# [DIRECTIVES]
1/ In the ZIP compression thread below, render the sentence "Everyone can open a ZIP file, and they don't really care if the file is a few MBs bigger." in Spanish.
2/ Write the next post in the ZIP compression thread below, following on from its final comment.

# [SELECTED PASSAGE]
================================
But for sharing files with other people, ZIP is still king. Even 7z or RAR is niche. Everyone can open a ZIP file, and they don't really care if the file is a few MBs bigger.
You can use ZSTD with ZIP files too! It's compression method 93 (see https://pkware.cachefly.net/webdocs/casestudies/APPNOTE.TXT which is the official ZIP file specification).
Which reveals that "everyone can open a ZIP file" is a lie. Sure, everyone can open a ZIP file, as long as that file uses only a limited subset of the ZIP format features. Which is why formats which use ZIP as a base (Java JAR files, OpenDocument files, new Office files) standardize such a subset; but for general-purpose ZIP files, there's no such standard.
(I have encountered such ZIP files in the wild; "unzip" can't decompress them, though p7zip worked for these particular ZIP files.)
Support for which was added in 2020:
> On 15 June 2020, Zstandard was implemented in version 6.3.8 of the zip file format with codec number 93, deprecating the previous codec number of 20 as it was implemented in version 6.3.7, released on 1 June.[36][37]
* https://en.wikipedia.org/wiki/Zstd#Usage
So I'm not sure how widely deployed it would be.
You probably mean the "unzip" command, which https://infozip.sourceforge.net/UnZip.html lists as 6.0 being the latest, released on 20 April 2009. Relevant to this discussion, new in that release are support for 64-bit file sizes, bzip2 compression method, and UTF-8 filenames.
The "zip" command is listed at https://infozip.sourceforge.net/Zip.html as 3.0 being the latest, released on 7 July 2008. New in that release are also support for 64-bit file sizes, bzip2 compression method, and UTF-8 filenames.
It would be great if both (or at least unzip) were updated to also support LZMA/XZ/ZSTD as compression methods, but given that there have been no new releases for over fifteen years, I'm not too hopeful.
Why ? Xz supports xz, zstd supports zstd. Why should unzip support xz or rar or gz ?
if you cant open it, well.. then stop using 90ies winzip
I would also expect people to be able to decode h265 in an mp4 file.
================================
(Records of labeled points)
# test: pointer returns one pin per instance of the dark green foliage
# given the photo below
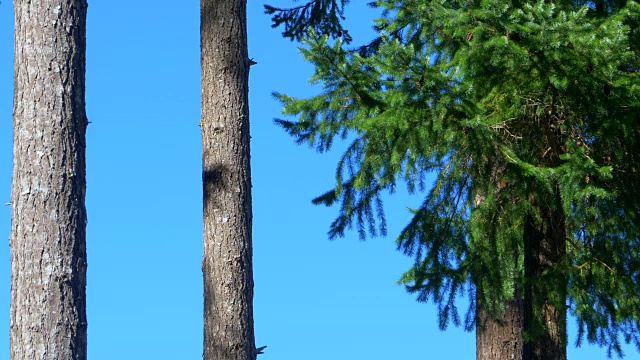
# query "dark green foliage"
(324, 16)
(520, 109)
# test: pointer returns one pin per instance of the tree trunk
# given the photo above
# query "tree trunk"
(227, 262)
(500, 339)
(48, 233)
(545, 247)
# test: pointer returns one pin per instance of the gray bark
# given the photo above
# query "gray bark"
(48, 233)
(227, 262)
(501, 338)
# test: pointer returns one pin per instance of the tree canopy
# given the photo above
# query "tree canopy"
(520, 109)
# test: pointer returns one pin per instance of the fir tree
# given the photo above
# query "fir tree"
(528, 113)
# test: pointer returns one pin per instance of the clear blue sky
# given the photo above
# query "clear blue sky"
(314, 299)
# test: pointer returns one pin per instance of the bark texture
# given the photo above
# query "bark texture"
(48, 234)
(501, 339)
(545, 247)
(227, 263)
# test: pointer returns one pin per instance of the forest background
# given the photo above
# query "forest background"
(314, 299)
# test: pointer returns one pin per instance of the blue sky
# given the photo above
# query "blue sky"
(314, 299)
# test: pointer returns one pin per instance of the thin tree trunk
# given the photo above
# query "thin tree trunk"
(48, 233)
(227, 263)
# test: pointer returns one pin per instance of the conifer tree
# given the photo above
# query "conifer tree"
(528, 114)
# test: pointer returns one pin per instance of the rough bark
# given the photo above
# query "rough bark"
(545, 248)
(227, 262)
(48, 233)
(500, 339)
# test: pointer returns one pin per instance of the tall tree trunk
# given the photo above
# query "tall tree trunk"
(227, 263)
(545, 247)
(500, 339)
(48, 233)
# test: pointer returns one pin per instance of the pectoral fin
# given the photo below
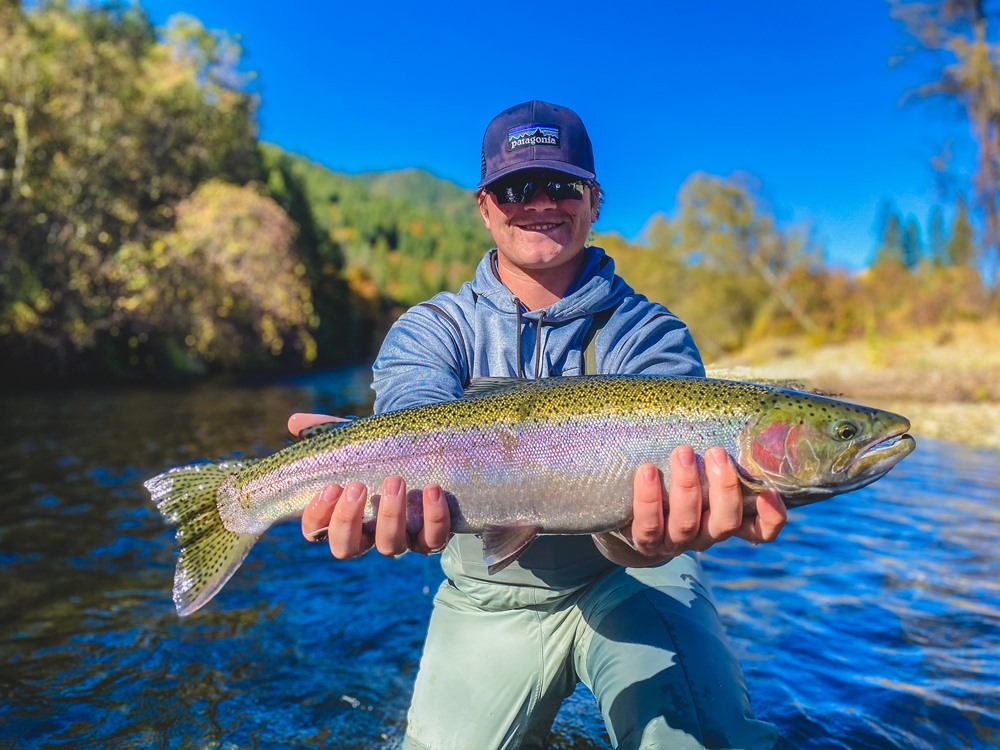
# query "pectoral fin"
(502, 545)
(619, 550)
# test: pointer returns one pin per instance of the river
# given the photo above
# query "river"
(874, 621)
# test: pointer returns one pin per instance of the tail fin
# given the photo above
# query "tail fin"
(208, 553)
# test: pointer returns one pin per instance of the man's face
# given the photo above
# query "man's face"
(540, 232)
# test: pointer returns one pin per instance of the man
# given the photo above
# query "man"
(633, 622)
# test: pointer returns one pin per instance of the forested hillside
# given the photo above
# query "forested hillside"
(146, 232)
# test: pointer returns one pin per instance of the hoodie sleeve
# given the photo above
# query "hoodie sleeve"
(421, 361)
(645, 338)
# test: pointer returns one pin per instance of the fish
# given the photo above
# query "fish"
(519, 458)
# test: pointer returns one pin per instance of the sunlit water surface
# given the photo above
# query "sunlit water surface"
(873, 623)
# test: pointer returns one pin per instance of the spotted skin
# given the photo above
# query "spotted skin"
(557, 454)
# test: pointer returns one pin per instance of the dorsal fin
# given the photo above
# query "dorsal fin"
(487, 386)
(744, 375)
(323, 427)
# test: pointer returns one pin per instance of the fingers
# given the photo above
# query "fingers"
(769, 520)
(648, 521)
(435, 531)
(336, 514)
(725, 497)
(347, 536)
(684, 518)
(684, 521)
(390, 526)
(316, 516)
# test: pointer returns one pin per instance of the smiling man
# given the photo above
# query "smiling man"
(633, 621)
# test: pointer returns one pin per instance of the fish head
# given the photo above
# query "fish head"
(810, 447)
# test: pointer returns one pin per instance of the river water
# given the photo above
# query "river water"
(874, 622)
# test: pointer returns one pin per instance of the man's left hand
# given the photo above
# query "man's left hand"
(664, 527)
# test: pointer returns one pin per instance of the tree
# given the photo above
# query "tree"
(911, 245)
(738, 258)
(890, 248)
(938, 240)
(958, 32)
(961, 244)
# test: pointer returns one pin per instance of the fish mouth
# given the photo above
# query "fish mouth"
(880, 455)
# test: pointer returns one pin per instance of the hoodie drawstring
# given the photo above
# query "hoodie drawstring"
(538, 346)
(520, 364)
(538, 342)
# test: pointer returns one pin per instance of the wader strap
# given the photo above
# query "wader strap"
(589, 363)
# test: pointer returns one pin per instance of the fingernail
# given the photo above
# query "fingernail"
(392, 486)
(718, 458)
(320, 535)
(685, 455)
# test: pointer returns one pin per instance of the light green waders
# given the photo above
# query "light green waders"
(499, 659)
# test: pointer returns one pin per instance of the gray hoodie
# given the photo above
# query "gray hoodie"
(433, 351)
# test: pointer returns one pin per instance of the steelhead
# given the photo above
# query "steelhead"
(520, 458)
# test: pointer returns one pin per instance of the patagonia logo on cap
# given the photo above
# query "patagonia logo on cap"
(532, 135)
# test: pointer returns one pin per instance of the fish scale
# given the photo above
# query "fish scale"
(520, 458)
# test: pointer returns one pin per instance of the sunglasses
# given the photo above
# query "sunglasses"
(522, 186)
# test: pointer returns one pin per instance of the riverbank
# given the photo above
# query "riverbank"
(947, 381)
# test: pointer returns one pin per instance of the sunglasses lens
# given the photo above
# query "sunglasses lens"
(562, 191)
(519, 188)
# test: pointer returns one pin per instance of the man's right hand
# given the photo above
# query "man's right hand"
(335, 513)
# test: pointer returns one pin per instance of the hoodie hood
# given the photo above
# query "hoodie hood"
(595, 289)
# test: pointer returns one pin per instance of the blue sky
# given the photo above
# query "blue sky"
(798, 93)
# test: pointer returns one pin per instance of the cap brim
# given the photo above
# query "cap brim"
(558, 166)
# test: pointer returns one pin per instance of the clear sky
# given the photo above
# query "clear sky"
(798, 93)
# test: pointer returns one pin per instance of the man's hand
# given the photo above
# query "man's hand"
(663, 528)
(335, 513)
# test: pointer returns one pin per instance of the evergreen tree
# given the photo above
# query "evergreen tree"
(911, 244)
(890, 248)
(938, 249)
(961, 244)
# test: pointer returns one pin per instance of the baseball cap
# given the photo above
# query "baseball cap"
(536, 135)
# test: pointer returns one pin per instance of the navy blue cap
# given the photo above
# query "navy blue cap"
(536, 135)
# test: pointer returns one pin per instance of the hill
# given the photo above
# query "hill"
(946, 381)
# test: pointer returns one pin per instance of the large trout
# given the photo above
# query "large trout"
(521, 458)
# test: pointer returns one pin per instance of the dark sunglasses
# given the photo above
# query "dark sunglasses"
(521, 186)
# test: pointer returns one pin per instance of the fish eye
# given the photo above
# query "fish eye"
(845, 430)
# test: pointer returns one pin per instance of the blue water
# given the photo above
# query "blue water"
(874, 622)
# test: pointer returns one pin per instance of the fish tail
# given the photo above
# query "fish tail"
================================
# [RESULTS BY TASK]
1/ Todo el mundo puede abrir un archivo ZIP, y en realidad no les importa si el archivo pesa unos pocos MB más.

2/
Your proposal seems, to word it bluntly, retarded. You would have mp4 frozen for h264 for ETERNITY, and then invent a new format as replacement? or you would just say "god has bestowed upon the world h264, and it shall be the LAST CODEC EVER!".
get with the program. Things change, you cannot expect to be forwards compatible for ever. Sometimes people have to switch to newer versions of software.
If your customer is stuck in the 90s because his 90s technology works perfectly fine and he has no intention to fix things that are not broken. Then deliver stuff that is compatible with 90s technology. He will be happy, will continue to work with you and you will make money.
If your customer is using the latest technologies and values size efficiency, then use the latest codecs.
I usually default to being conservative, because those who are up to date usually don't have a problem with bigger files, but those who are not are going to have a problem with recent formats. Maybe overly so, but that's my experience with working with big companies with decades long lifecycles.
Your job is not to lecture your customer, unless he asked for it. And if he asked for it, he probably expects better arguments that "update your software, idiot". Your job is to deliver what works for him. Now, of course, it is your right to be picky and leave money on the table, I will be happy to go after you and take it.
Professionally I can definitely support old stuff. It costs extra most often.
Conservative doesnt have to be stuck. I am not recommending we send h266 to everyone now, but h265 is well supported, as is AV1.
lzma support in zip has been widely supported for many years at this point. I am going to be choosing my "sane defaults", and if someone has a problem with that, they can simply do what they need to do to open it, or provide a damn good reason for me to go out of my way.
How about software developers learn to keep software working on old OSes and old hardware?
Installing new software has a real time and hassle cost, and how much time are you actually saving over the long run? It depends on your usage patterns.
Right, and when were these "final updates" made? are you suggesting 95, 98 still sees ACTIVE security support?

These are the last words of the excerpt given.